▶ **WORK TO BE COMPLETED**
Lay out each of the entries below as one row of a two-column CSV with the headers "instruction" and "outline": the entry's text goes in the first column and its answer in the second. Enclose each field in quotes and replace every line break inside a field with a space.

==== STORED ROWS

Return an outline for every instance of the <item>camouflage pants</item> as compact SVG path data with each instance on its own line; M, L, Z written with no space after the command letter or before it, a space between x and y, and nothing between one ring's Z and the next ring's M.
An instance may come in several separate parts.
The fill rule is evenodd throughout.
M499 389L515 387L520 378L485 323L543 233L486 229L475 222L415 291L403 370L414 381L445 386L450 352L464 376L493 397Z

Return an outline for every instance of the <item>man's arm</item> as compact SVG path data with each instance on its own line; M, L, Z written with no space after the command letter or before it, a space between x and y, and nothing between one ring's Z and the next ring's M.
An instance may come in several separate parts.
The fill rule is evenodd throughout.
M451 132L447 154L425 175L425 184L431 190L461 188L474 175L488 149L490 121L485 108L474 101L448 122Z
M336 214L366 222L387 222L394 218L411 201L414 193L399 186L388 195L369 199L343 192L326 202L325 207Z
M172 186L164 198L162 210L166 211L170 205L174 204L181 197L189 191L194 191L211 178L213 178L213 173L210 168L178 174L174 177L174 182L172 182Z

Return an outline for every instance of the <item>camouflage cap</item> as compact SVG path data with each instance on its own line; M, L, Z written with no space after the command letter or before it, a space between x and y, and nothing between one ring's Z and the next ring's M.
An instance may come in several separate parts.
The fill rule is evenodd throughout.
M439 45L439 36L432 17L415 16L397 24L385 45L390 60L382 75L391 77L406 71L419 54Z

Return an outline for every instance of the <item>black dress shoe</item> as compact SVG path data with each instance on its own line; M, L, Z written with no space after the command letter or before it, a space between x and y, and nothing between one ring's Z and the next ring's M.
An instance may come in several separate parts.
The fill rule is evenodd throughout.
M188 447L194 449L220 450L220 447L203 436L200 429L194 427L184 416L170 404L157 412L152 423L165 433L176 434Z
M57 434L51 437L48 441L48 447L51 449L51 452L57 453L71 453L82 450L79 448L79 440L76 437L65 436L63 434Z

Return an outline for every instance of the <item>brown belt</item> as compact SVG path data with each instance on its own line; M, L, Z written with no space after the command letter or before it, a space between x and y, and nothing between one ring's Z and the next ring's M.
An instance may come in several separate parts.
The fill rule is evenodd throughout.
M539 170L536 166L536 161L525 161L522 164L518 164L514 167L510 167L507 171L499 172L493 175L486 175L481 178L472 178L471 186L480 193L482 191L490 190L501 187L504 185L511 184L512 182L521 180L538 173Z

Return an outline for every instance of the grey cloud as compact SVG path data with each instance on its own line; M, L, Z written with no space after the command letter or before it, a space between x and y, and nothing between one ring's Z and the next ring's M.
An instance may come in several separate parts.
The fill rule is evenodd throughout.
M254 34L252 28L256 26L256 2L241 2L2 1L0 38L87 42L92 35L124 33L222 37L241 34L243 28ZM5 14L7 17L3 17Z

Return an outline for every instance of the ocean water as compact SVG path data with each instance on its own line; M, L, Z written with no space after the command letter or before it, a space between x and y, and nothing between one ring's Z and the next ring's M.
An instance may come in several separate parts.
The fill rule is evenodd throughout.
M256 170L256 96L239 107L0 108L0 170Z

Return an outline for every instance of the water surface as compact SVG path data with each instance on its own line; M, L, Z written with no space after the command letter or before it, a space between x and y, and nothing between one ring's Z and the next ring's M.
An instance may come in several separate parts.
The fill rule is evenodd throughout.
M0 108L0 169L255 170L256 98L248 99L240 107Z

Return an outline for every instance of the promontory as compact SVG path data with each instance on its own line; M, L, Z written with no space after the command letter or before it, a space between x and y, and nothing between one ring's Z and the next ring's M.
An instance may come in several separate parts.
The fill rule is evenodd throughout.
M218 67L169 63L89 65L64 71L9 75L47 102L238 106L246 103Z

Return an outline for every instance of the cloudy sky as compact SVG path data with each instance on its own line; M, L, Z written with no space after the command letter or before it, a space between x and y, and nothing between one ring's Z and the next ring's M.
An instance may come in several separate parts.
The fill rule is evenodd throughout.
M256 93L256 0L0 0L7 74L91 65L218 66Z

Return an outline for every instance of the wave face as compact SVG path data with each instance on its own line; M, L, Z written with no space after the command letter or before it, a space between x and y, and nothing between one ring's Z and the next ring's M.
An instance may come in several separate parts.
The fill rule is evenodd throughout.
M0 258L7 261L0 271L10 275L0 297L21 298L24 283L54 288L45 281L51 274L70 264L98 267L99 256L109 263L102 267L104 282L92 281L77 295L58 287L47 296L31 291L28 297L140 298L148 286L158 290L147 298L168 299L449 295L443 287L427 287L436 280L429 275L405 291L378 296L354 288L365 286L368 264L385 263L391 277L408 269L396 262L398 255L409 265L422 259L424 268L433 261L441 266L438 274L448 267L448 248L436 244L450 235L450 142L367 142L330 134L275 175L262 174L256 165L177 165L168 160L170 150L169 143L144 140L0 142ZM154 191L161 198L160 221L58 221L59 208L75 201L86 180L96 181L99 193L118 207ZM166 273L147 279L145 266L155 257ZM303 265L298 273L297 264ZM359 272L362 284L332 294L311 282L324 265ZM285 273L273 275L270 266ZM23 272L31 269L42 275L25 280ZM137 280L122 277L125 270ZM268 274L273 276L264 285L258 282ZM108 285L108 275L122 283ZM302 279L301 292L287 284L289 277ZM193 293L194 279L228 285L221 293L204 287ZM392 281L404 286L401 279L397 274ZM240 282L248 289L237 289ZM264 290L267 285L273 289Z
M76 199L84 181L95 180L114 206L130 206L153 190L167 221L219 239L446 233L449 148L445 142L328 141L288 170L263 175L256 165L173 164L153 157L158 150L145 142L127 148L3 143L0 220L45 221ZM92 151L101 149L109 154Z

========

▶ **RESULT OF THIS EXERCISE**
instruction,outline
"Return an outline for every instance of the <item>camouflage pants</item> as compact SVG path data with each instance on its own line; M, L, Z written with no space after the command letter or before it, a space between x and y, and nothing between one ring's Z and the next ring's M. An instance may come in several separate parts. The fill rule is evenodd throughout.","M499 389L515 387L520 378L485 323L543 233L486 229L475 222L415 291L403 370L414 381L445 386L450 352L464 376L493 397Z"
"Return an outline for every instance of the <item>man's arm</item> as compact SVG path data with each instance on its own line; M, L, Z written with no space after the command letter or before it, a space between x and y, and nothing between one ring's Z and the next ring's M. An instance may come in several separate parts. The fill rule is evenodd throughout.","M451 132L447 154L425 175L425 184L431 190L461 188L474 175L488 149L490 121L485 108L474 101L448 122Z M336 214L366 222L387 222L394 218L411 201L414 193L399 186L388 195L369 199L343 192L326 202L325 207Z M172 186L164 198L162 210L166 211L170 205L174 204L181 197L189 191L194 191L211 178L213 178L213 173L210 168L178 174L174 177L174 182L172 182Z"
"Return an outline for every instance of the <item>camouflage cap</item> as compact SVG path data with each instance on its own line; M, L, Z written with no space after the command letter or before it, a space between x and y, and nothing between one ring's Z and the next ring's M. An instance may come in several separate parts. The fill rule is evenodd throughout.","M439 45L439 36L432 17L415 16L397 24L385 45L390 60L382 75L391 77L406 71L419 54Z"
"Return an outline for every instance of the <item>black dress shoe</item> as compact SVG path data with each instance on its own line; M, L, Z written with no space after the command letter or before it, a space between x and y, and nothing between one ring's Z and the next ring's M. An instance may come in several separate parts. The fill rule is evenodd throughout.","M188 447L194 449L220 450L220 447L203 436L200 429L194 427L184 416L170 404L157 412L152 423L165 433L176 434Z M57 434L51 437L48 441L48 447L51 449L51 452L57 453L71 453L82 450L79 448L79 440L76 437L65 436L63 434Z"
"Return an outline for every instance of the <item>brown belt</item> as compact SVG path data with each instance on its own line; M, L, Z written with no space after the command letter or before it, a space between x and y, and nothing between one ring's Z and the next ring's M. An instance may come in several separate parts. The fill rule is evenodd throughout.","M539 170L536 166L536 161L525 161L522 164L518 164L514 167L510 167L507 171L499 172L493 175L486 175L481 178L472 178L471 186L480 193L482 191L490 190L501 187L504 185L511 184L512 182L521 180L538 173Z"
"Return an outline for every instance of the grey cloud as compact SVG path data with each instance on its own line; M, L, Z written with no space after the command letter or before it, a space between x and y, and nothing between one ring's Z and the next ring's M. An instance may come in several separate parts. The fill rule is evenodd throughout.","M254 34L252 28L256 26L256 2L241 2L2 1L0 38L87 42L92 35L124 33L222 37L241 34L243 28ZM5 14L7 17L3 17Z"
"Return an outline for every instance of the ocean water as compact SVG path data with each instance on its own line; M, L, Z written with no space after the command letter or before it, a space between x and y, and nothing between one ring's Z and the next ring's M. An instance may come in several separate parts. The fill rule is evenodd throughout.","M256 170L256 96L239 107L0 108L0 170Z"
"Return an outline for every instance of the water surface as compact SVG path data with each instance on its own line; M, L, Z written with no space after the command letter or before it, a space between x and y, and nothing between one ring's Z and the next ring's M. An instance may come in several separate parts. The fill rule is evenodd throughout.","M0 108L0 169L255 170L256 98L248 99L240 107Z"
"Return an outline for every instance of the promontory as compact SVG path data with each instance on its own line; M, L, Z written with no space after the command letter or before it, a space between x and y, and nothing between one ring's Z and the next ring's M. An instance may come in several separate parts. The fill rule is evenodd throughout.","M218 67L169 63L89 65L64 71L9 75L47 102L238 106L246 103Z"
"Return an outline for every instance of the cloudy sky as compact SVG path data with each instance on its own line; M, L, Z written with no space after the command letter or before it, a space between x and y, and nothing between one ring's Z and the next ring's M. An instance may come in several separate parts. The fill rule is evenodd throughout.","M256 93L256 0L0 0L7 74L91 65L218 66Z"
"Return an outline for every instance of the wave face as compact SVG path data with each instance on its own line; M, L, Z written with no space after the command letter or before it, a space between x and y, and nothing between one ring's Z and the next ring's M. An instance may come in several separate parts. The fill rule is evenodd throughout.","M0 258L7 261L0 271L10 275L0 297L21 298L24 283L54 288L45 281L51 274L70 264L98 267L99 256L109 263L102 267L104 282L92 281L77 295L58 287L47 296L31 291L28 297L140 298L148 286L158 290L147 298L168 299L449 295L443 287L427 287L436 280L429 275L405 291L378 296L354 288L365 286L368 264L385 263L391 277L408 269L396 262L398 255L409 265L422 259L424 268L433 261L441 266L438 274L448 267L448 248L436 244L450 235L450 142L367 142L330 134L275 175L262 174L256 165L177 165L168 160L170 150L169 143L144 140L0 142ZM154 191L161 198L160 221L58 221L59 208L75 201L86 180L96 181L99 193L118 207ZM166 273L147 279L145 266L155 257ZM303 265L298 273L297 264ZM359 272L362 284L332 294L311 282L324 265ZM285 273L273 275L270 266ZM23 272L31 269L42 275L25 280ZM137 280L122 277L125 270ZM268 274L273 276L264 285L258 282ZM108 285L108 275L122 283ZM302 279L301 292L287 284L289 277ZM193 293L194 279L228 285L221 293L204 287ZM392 281L404 286L401 279L397 274ZM240 282L248 289L237 289ZM264 290L267 285L273 289Z M76 199L84 181L95 180L114 206L130 206L153 190L167 221L219 239L446 233L449 148L445 142L328 141L288 170L263 175L256 165L173 164L153 157L158 150L145 142L127 148L3 143L0 220L45 221ZM92 151L101 149L109 154Z"